◆ WHAT TO PRODUCE ◆
Give an exact transcription of every line, dropping the images.

◆ RAW RECORDS ◆
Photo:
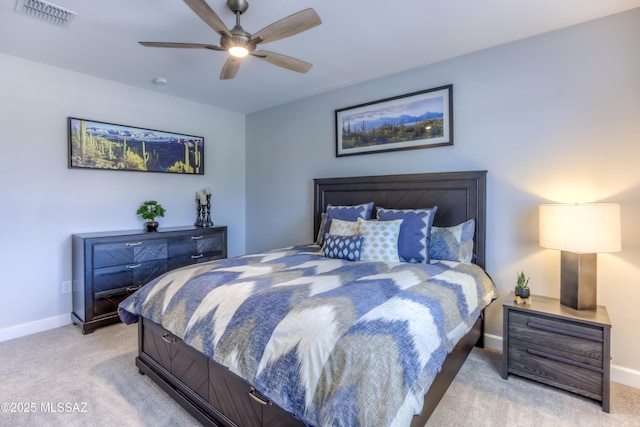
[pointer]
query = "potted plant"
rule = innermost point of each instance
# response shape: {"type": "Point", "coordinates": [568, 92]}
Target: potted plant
{"type": "Point", "coordinates": [149, 210]}
{"type": "Point", "coordinates": [522, 286]}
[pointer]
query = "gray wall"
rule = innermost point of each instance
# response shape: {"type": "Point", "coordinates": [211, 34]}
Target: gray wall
{"type": "Point", "coordinates": [553, 118]}
{"type": "Point", "coordinates": [44, 202]}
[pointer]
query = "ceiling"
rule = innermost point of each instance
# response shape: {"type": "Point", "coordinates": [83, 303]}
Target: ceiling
{"type": "Point", "coordinates": [357, 41]}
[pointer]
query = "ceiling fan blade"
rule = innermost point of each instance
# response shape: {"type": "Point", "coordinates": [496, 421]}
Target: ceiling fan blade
{"type": "Point", "coordinates": [202, 9]}
{"type": "Point", "coordinates": [289, 26]}
{"type": "Point", "coordinates": [182, 45]}
{"type": "Point", "coordinates": [230, 68]}
{"type": "Point", "coordinates": [283, 61]}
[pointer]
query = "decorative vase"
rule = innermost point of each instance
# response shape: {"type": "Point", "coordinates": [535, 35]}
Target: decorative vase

◆ FINISHED TASK ◆
Photo:
[pointer]
query = "potted plant"
rule = innermost point of each instance
# response shape: {"type": "Point", "coordinates": [568, 92]}
Target: potted plant
{"type": "Point", "coordinates": [149, 210]}
{"type": "Point", "coordinates": [522, 286]}
[pointer]
query = "gray wall"
rule = innermost point of each instance
# response shape: {"type": "Point", "coordinates": [211, 34]}
Target: gray wall
{"type": "Point", "coordinates": [553, 118]}
{"type": "Point", "coordinates": [44, 202]}
[pointer]
query = "ceiling"
rule = innermost point of each instance
# response shape: {"type": "Point", "coordinates": [83, 303]}
Target: ceiling
{"type": "Point", "coordinates": [357, 41]}
[pointer]
query = "ceiling fan blade"
rule = innermost point of each instance
# response shape: {"type": "Point", "coordinates": [496, 421]}
Target: ceiling fan blade
{"type": "Point", "coordinates": [202, 9]}
{"type": "Point", "coordinates": [289, 26]}
{"type": "Point", "coordinates": [182, 45]}
{"type": "Point", "coordinates": [230, 68]}
{"type": "Point", "coordinates": [283, 61]}
[pointer]
query = "decorative vase"
rule = innermost point of each instance
# response shape: {"type": "Point", "coordinates": [535, 35]}
Target: decorative vase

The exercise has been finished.